===== Input data =====

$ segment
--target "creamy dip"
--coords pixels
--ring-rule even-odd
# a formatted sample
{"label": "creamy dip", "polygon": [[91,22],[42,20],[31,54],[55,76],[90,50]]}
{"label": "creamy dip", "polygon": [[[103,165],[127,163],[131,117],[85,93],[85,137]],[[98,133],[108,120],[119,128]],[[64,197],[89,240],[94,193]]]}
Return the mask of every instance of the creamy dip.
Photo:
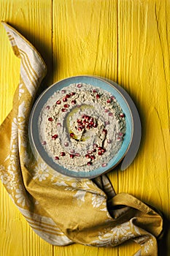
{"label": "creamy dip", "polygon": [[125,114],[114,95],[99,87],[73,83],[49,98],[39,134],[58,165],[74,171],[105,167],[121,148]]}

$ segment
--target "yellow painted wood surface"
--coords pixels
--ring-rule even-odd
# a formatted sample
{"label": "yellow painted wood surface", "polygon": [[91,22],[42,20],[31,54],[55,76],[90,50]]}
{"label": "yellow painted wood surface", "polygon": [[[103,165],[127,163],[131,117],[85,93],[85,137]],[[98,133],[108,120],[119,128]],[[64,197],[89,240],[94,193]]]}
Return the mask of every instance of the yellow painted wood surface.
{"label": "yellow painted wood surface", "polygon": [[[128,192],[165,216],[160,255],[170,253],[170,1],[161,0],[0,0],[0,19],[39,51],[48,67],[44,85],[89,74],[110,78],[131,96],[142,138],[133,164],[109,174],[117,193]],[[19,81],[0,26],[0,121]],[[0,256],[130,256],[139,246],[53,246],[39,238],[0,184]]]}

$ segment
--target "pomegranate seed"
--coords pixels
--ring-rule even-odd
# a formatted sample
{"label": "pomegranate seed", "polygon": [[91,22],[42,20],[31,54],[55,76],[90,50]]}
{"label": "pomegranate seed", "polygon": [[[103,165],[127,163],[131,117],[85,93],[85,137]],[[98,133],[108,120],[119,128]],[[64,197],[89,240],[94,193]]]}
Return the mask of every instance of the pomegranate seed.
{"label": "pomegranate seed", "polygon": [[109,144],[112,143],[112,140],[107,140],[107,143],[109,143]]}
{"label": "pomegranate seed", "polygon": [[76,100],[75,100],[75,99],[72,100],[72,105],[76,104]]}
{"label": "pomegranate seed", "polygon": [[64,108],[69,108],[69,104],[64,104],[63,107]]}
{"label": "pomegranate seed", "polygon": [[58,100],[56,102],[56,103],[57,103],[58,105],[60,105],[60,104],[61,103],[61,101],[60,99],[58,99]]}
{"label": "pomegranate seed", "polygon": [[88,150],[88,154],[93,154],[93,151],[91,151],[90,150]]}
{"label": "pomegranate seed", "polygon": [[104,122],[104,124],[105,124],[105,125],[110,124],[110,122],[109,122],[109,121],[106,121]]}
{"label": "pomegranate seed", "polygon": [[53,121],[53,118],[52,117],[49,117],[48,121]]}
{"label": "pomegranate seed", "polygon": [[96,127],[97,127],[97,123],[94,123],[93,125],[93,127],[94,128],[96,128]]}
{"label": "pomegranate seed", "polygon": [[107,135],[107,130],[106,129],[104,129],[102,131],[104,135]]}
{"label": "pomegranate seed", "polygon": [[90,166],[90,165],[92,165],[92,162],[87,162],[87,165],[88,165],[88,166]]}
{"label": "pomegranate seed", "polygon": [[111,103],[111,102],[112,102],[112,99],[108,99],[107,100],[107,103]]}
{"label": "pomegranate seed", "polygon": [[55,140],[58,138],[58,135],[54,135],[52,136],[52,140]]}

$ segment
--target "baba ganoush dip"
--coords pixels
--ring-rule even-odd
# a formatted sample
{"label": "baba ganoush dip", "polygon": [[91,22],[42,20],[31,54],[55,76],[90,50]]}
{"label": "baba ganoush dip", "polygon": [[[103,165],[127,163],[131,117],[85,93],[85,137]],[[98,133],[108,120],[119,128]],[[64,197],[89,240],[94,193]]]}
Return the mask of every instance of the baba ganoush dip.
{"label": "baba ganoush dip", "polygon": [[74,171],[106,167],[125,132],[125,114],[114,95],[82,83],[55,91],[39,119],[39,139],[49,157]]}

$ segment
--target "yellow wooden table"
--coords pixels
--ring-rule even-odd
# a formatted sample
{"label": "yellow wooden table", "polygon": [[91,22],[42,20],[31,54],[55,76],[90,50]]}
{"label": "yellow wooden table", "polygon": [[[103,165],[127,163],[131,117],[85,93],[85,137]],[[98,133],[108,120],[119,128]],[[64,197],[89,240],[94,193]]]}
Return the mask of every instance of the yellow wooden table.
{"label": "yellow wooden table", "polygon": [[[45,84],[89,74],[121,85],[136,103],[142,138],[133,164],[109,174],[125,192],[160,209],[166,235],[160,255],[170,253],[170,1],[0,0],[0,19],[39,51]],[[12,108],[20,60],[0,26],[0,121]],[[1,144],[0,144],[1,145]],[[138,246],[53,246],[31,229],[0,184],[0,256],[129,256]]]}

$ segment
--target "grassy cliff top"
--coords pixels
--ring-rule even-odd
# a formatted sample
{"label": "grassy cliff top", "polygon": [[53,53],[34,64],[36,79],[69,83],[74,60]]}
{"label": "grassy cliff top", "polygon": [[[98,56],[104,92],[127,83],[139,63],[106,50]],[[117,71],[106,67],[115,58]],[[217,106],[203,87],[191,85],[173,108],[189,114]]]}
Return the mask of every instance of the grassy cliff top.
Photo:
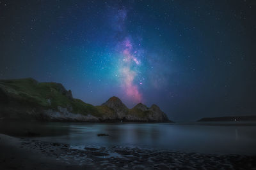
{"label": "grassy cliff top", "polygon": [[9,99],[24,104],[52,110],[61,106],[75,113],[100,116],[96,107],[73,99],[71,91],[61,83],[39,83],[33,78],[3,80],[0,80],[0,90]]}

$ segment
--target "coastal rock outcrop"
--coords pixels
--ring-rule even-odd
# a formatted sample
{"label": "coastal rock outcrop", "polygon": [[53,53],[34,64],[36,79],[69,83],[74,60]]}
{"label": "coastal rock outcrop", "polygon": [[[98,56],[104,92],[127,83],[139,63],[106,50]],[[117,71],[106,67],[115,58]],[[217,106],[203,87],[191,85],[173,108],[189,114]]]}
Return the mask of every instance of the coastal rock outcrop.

=====

Please show each line from the data above that contains the word "ganoush".

Written reply:
--target "baba ganoush dip"
{"label": "baba ganoush dip", "polygon": [[91,22],[42,20],[31,54],[55,76],[90,50]]}
{"label": "baba ganoush dip", "polygon": [[[103,165],[127,163],[131,117],[85,93],[85,137]],[[98,133],[108,120],[119,128]],[[64,197],[89,240],[94,193]]]}
Return the mask of every instance of the baba ganoush dip.
{"label": "baba ganoush dip", "polygon": [[74,171],[106,167],[125,132],[125,114],[114,95],[82,83],[55,91],[39,119],[39,139],[49,157]]}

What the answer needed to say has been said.